Positieannotatiegegevens:
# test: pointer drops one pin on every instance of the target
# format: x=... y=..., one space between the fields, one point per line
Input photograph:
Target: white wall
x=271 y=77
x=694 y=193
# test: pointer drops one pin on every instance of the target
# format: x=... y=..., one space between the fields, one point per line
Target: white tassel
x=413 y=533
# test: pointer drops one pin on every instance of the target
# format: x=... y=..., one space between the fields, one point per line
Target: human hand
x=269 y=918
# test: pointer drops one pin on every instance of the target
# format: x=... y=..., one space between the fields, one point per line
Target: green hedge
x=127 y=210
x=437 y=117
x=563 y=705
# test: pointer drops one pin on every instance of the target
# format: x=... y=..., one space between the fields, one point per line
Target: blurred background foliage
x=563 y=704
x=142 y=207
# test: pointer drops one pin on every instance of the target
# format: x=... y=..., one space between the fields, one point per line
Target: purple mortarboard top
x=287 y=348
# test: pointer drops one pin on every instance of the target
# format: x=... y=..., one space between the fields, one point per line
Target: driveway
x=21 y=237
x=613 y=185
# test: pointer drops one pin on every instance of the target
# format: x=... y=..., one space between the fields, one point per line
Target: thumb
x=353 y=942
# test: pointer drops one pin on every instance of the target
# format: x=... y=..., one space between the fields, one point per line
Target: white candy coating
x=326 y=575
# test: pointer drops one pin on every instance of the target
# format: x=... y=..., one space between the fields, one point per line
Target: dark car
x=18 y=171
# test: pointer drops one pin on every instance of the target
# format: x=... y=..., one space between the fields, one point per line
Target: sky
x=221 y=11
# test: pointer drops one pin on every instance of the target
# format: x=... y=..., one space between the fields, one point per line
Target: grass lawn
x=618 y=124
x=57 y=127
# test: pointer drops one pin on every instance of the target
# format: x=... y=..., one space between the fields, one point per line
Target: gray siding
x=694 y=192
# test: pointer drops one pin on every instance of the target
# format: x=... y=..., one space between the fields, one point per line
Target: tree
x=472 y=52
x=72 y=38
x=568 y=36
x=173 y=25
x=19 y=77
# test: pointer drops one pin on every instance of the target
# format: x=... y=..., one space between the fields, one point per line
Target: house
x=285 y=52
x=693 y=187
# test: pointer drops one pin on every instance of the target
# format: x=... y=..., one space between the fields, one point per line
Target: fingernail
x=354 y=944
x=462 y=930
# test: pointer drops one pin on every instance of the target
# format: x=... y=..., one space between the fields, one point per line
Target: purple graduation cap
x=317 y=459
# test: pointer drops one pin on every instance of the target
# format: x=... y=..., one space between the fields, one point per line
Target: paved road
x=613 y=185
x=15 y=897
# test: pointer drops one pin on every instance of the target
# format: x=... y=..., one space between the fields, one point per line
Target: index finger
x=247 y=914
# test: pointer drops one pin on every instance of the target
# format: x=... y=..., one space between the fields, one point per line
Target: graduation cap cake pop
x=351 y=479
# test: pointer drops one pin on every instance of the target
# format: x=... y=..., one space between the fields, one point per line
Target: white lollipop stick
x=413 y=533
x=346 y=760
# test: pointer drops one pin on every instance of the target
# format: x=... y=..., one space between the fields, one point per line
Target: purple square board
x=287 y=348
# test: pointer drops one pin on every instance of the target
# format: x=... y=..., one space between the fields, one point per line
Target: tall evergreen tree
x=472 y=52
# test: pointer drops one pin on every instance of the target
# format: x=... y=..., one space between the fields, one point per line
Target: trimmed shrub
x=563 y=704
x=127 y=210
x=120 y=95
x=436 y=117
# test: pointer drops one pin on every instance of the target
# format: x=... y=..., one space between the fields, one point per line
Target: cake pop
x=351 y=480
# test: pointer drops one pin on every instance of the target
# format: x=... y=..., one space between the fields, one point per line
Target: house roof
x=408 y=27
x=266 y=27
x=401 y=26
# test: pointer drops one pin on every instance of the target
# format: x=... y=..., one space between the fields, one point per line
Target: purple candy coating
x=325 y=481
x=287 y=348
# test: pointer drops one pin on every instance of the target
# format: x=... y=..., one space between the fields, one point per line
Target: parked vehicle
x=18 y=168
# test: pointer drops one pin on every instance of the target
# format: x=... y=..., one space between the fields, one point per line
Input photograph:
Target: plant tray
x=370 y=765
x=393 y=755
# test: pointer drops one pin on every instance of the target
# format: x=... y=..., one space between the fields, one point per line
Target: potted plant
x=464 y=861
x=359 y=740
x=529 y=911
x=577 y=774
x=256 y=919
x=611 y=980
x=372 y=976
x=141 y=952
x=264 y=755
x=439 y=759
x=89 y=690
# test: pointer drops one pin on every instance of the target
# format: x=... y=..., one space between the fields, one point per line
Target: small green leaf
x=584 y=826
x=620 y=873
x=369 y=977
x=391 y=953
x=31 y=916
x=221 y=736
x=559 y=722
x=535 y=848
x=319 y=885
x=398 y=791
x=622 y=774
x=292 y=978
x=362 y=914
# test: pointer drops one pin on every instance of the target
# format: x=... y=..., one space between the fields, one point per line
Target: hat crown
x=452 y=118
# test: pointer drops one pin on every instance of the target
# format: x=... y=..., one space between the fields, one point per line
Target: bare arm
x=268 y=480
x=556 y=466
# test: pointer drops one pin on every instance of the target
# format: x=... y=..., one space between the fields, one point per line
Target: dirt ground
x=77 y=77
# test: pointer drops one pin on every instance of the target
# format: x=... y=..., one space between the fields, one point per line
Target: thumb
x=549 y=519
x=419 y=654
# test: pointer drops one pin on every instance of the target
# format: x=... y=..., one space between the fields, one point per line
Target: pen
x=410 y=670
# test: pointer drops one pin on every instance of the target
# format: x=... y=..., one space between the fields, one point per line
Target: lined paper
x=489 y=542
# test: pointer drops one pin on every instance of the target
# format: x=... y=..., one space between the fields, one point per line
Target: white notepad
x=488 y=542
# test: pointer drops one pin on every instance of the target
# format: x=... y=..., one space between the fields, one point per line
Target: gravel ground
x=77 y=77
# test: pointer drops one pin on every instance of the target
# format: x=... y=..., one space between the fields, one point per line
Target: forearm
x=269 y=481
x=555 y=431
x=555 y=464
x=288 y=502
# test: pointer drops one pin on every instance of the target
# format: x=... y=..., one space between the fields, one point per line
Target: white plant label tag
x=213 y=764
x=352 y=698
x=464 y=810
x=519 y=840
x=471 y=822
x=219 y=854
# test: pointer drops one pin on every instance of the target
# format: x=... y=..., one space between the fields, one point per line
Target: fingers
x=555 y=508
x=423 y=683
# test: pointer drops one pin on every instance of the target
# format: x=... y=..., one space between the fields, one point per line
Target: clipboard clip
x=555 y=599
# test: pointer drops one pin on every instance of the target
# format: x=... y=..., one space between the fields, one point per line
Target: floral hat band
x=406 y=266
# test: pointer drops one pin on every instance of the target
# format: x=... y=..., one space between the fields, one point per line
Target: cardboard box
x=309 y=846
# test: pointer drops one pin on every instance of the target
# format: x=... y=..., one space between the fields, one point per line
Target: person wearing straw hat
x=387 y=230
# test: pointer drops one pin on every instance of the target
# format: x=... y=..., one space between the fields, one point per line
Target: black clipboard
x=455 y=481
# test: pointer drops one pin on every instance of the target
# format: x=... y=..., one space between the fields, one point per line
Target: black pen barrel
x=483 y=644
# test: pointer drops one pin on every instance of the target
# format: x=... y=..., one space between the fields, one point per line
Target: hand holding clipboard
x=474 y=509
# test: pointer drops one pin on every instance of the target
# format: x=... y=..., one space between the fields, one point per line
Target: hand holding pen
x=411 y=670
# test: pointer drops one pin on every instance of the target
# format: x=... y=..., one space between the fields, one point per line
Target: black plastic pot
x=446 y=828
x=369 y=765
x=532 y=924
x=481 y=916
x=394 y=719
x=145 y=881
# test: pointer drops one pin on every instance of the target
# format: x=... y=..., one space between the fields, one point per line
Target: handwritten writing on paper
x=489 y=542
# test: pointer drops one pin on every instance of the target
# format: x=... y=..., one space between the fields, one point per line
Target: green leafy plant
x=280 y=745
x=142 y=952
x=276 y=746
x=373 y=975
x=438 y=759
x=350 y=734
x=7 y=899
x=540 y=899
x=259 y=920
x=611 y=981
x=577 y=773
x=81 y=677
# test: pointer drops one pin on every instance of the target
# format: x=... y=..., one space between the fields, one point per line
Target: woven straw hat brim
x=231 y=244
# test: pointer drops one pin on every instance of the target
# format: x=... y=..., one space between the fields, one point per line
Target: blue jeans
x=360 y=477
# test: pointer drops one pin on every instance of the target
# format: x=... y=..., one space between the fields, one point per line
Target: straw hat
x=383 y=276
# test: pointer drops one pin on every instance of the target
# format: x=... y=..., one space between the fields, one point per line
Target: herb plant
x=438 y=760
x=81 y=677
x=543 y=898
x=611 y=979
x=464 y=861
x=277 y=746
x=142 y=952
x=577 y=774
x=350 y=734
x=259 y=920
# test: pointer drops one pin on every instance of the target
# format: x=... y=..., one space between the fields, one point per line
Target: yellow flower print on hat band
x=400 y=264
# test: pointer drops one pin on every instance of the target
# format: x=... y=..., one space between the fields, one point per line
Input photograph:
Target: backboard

Op te lossen:
Zet de regels van het materiaal vanaf het begin tot en met de regel met "x=269 y=918" om in een Markdown-tabel met de kolommen "Nr." en "Regel". Laat lege regels weg.

Resultaat:
| Nr. | Regel |
|---|---|
| 1 | # test: pointer drops one pin on every instance of the target |
| 2 | # format: x=... y=..., one space between the fields, one point per line |
| 3 | Input photograph: |
| 4 | Target: white wall |
| 5 | x=271 y=77 |
| 6 | x=694 y=193 |
| 7 | # test: pointer drops one pin on every instance of the target |
| 8 | # format: x=... y=..., one space between the fields, one point per line |
| 9 | Target: white tassel |
| 10 | x=413 y=533 |
| 11 | # test: pointer drops one pin on every instance of the target |
| 12 | # format: x=... y=..., one space between the fields, one point per line |
| 13 | Target: human hand |
| 14 | x=269 y=918 |